## PROBLEM DESCRIPTION
In the data below, rewrite the lines from the line with "support pole --all-instances" through the end, replacing "canopy" with "awning" and leaving everything else unchanged.

## INPUT DATA
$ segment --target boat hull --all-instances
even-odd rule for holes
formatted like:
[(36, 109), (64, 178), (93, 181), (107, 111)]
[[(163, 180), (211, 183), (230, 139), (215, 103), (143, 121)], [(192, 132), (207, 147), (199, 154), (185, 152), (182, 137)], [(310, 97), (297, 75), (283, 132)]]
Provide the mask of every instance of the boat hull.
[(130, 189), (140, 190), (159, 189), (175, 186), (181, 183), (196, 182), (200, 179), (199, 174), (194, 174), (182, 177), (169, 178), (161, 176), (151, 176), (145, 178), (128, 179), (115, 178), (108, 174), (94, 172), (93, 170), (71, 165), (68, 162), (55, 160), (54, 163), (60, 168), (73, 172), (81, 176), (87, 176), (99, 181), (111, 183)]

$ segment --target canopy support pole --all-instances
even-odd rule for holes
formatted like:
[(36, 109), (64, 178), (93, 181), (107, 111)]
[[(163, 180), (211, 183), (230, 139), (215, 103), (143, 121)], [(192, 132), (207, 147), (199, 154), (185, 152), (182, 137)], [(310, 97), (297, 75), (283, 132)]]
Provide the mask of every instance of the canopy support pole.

## RESULT OF THE EXERCISE
$ segment --target awning support pole --all-instances
even-odd rule for holes
formatted like:
[(36, 109), (64, 178), (93, 181), (107, 111)]
[[(163, 180), (211, 183), (230, 139), (215, 103), (143, 121)], [(192, 132), (207, 147), (199, 154), (185, 152), (182, 137)], [(310, 97), (297, 75), (283, 132)]]
Provide the mask of every instance of the awning support pole.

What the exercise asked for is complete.